◆ JOB 1: Pick out every line in the records that contains the word "hair", and copy each of those lines.

◆ TEXT:
──────────────────────────────
Desirability is about laying out principles and goals, ‘the emphasis being on the enunciation of abstract principles rather than actual institutional designs’ (Wright, 2007: 27). Viability is about designing new policies and institutions based on such desirable principles, ‘a response to the perpetual objection to radical egalitarian proposals “it sounds good on paper, but it will never work”’; examples of viability include ‘systematic theoretical models of how particular social structures and institutions would work, and empirical studies of cases, both historical and contemporary, where at least some aspects of the proposal have been tried’ (Wright, 2007). Achievability is about strategies for transformation: ‘It asks of proposals for social change that have passed the test of desirability and viability, what it would take to actually implement them’ (Wright, 2007: 27).
Wright (2006) argues that these three criteria are ‘nested in a kind of hierarchy: Not all desirable alternatives are viable, and not all viable alternatives are achievable’ (p. 96). The aim, and hope, is to find positive answers to three questions: what do we want? Is it possible? How do we achieve it?
Milton Friedman, one of the godfathers of neoliberalism, wrote the words with which we started this section in the 1960s when it was a marginalised creed. Yet Friedman (and others) followed his own advice, and were ready to take advantage when the preceding dominant political order – Keynesian social democracy – declined in the 1970s. They could be called dreamers, but dreamers who put in a lot of hard work not only re-thinking and re-conceptualising the political and economic order, but how that re-conceptualised order might be implemented: re-thinking, re-conceptualising and re-forming work that addressed desirability, viability and achievability. We can learn from their example.
A final reflection on moving from dreaming to doing, from re-thinking through re-conceptualising to re-forming. The dreaming and the doing needs to be commensurate to the scale, complexity and entanglement of the many crises that form the polycrisis. Re-thinking and re-conceptualising early childhood education, all education, cannot be done in isolation; it must be done in dialogue with other education sectors, and the education field needs to be in dialogue with many other fields, for example those working on issues of environmental, social and economic sustainability and democratic renewal. Reconceptualists of the world unite!
What do we need to re-think, re-conceptualise and re-form?
Now, if ever, is the time for dreamers – and re-formers, working to address the perfect storm of existential crises humanity has inflicted on itself. We want in this section to put forward an agenda for re-thinking, re-conceptualising and re-forming early childhood education, all education, in conditions of polycrisis, an agenda we acknowledge to be partial, provisional and sketchily drawn, with its focus on the crisis of neoliberalism, very much a starting point to be built on. We might call the project from dreaming to real utopias – fuelled by anger!
We also acknowledge that in doing so we are not starting from scratch. So much work has already been done, not least by RECE, but also in other parts of the movement that has resisted the dominant neoliberal narrative over recent decades, whether in teaching, research, publications or networking. This work has been marginalised or simply ignored by an educational establishment seduced by the neoliberal narrative. But with the gathering crises, and the discrediting of the neoliberal narrative, its time has come.
First up on the agenda is to re-politicise early childhood education, all education, reversing the de-politicisation that is neoliberalism’s signature feature: as Davies (2017) observes, neoliberalism is ‘a devotedly anti-political project . . . I define neoliberalism as the “disenchantment of politics by economics”’. Under neo-liberalism the ends are assumed (‘there is no alternative’); only the means (‘what works?’) contested. To re-politicise early childhood education, all education, means making politics first practice, starting with the ends and other fundamentals, creating a politics of early childhood education, a re-enchantment with politics involving political questions with alternative (and often conflicting) answers, and therefore political choices to be made. Technical practice, the means, has a place – but it comes after, rather than replacing, politics.
──────────────────────────────
◆ INPUT MATERIAL:
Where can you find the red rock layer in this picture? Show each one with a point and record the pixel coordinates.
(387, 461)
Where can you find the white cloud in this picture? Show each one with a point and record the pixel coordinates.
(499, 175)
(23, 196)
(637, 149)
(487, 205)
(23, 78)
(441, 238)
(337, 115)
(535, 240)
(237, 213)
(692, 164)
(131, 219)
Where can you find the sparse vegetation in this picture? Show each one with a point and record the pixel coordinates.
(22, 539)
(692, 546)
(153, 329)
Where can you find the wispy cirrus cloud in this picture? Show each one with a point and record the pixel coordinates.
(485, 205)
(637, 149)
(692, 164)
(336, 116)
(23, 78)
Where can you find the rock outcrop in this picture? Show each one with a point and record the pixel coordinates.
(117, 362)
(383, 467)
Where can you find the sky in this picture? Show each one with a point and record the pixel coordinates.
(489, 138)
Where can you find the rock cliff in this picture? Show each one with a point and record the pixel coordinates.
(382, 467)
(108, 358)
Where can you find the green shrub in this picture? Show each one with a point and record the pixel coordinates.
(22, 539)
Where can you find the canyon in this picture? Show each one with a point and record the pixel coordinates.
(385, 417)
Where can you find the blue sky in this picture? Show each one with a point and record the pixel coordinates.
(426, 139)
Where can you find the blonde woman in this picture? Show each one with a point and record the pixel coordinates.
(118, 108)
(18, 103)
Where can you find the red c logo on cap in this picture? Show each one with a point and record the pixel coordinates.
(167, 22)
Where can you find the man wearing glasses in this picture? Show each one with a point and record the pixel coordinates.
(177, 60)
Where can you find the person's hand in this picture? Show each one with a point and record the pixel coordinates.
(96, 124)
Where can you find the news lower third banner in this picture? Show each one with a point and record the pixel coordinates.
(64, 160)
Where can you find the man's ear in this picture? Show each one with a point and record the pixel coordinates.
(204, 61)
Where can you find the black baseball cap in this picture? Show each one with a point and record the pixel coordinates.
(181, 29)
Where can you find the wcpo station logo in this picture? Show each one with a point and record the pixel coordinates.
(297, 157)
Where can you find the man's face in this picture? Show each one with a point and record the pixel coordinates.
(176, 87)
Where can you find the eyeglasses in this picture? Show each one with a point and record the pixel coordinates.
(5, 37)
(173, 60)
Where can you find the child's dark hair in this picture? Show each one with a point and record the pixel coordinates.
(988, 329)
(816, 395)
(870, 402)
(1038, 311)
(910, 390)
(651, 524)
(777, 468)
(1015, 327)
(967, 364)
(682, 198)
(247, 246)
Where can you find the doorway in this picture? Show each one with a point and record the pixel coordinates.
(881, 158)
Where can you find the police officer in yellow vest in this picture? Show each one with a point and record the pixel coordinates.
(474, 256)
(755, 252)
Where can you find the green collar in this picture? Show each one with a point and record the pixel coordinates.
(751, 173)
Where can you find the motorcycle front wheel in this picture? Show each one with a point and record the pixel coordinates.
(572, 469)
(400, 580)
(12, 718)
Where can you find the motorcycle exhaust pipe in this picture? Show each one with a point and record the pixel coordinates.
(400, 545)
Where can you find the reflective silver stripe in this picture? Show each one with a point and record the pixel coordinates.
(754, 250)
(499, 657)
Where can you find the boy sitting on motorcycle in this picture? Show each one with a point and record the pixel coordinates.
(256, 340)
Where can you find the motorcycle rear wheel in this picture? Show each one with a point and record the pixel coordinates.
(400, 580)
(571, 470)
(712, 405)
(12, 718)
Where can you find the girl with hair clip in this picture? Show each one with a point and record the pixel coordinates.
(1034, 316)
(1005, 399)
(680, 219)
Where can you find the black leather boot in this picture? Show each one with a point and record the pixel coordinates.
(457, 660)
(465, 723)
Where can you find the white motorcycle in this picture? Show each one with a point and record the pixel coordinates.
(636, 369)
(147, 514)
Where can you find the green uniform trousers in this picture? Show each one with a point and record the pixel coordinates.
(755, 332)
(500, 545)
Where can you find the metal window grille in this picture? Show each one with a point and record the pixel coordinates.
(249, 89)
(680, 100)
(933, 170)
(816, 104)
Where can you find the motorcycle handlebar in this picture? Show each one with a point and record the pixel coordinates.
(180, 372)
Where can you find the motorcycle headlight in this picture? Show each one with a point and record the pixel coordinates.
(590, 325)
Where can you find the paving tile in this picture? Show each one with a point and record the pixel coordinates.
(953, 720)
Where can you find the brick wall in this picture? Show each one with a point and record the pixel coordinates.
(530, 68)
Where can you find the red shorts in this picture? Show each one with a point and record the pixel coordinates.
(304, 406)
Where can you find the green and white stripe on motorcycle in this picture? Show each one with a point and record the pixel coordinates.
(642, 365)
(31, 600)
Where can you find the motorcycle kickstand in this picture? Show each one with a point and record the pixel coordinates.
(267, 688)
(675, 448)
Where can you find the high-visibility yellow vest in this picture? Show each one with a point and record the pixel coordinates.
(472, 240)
──────────────────────────────
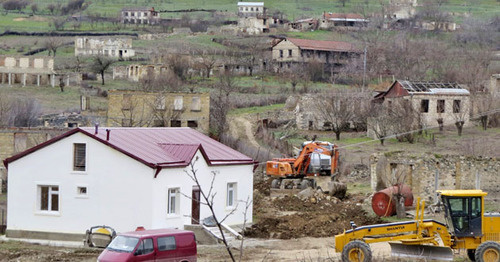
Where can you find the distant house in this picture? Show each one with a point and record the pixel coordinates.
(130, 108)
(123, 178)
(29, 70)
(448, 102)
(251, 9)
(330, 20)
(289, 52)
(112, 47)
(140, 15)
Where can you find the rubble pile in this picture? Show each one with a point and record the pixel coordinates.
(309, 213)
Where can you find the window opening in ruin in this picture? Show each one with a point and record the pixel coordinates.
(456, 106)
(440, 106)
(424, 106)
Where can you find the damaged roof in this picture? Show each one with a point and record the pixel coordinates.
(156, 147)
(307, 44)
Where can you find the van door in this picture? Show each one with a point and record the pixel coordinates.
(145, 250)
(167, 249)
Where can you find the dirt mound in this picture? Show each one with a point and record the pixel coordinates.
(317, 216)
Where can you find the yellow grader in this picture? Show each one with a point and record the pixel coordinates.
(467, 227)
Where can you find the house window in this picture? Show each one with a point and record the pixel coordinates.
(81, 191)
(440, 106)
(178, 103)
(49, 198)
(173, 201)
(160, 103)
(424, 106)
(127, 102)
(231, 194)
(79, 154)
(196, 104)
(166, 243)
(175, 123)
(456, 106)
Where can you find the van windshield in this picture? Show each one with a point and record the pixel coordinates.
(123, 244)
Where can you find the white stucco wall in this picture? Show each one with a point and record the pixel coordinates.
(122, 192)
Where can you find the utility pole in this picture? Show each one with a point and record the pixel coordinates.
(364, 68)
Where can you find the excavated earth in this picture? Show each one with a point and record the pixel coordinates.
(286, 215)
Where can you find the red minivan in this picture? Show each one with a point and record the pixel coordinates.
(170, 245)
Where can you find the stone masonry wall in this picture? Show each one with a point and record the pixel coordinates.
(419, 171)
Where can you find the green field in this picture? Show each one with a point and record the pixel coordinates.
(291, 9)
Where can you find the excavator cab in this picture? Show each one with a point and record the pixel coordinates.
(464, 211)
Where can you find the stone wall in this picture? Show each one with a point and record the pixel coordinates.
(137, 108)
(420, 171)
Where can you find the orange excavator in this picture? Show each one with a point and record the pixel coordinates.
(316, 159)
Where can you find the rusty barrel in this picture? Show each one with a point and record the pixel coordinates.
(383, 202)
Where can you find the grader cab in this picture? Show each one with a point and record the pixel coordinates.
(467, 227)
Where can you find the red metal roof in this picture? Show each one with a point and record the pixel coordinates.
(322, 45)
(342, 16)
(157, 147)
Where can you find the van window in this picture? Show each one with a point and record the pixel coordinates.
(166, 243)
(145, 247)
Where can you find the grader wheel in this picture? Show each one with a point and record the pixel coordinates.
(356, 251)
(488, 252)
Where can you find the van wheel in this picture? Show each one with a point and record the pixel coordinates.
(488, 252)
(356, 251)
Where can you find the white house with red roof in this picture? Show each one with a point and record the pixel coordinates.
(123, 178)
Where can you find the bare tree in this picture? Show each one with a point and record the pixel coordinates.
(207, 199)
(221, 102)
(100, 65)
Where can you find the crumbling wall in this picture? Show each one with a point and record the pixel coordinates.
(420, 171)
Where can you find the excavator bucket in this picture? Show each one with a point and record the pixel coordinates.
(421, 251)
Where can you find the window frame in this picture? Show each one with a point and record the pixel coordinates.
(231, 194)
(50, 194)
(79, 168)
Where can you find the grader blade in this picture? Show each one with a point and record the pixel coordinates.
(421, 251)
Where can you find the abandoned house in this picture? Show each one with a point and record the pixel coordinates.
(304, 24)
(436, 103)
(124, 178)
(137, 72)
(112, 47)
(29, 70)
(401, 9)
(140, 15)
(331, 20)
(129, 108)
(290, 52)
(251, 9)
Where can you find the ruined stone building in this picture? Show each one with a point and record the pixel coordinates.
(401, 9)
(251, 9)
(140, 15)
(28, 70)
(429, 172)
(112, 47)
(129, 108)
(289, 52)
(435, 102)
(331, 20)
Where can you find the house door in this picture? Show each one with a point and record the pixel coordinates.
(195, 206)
──────────────────────────────
◆ JOB 2: In the passage on re-forming early childhood education, which criteria does Wright propose for judging alternatives? List them.

◆ TASK RESPONSE 1:
Where can you find the child's dark hair in this picture? Show each one with a point and record the pixel coordinates.
Where can you find the girl with hair clip in this picture? Show each one with a point and record the pixel coordinates.

◆ TASK RESPONSE 2: Desirability, viability, achievability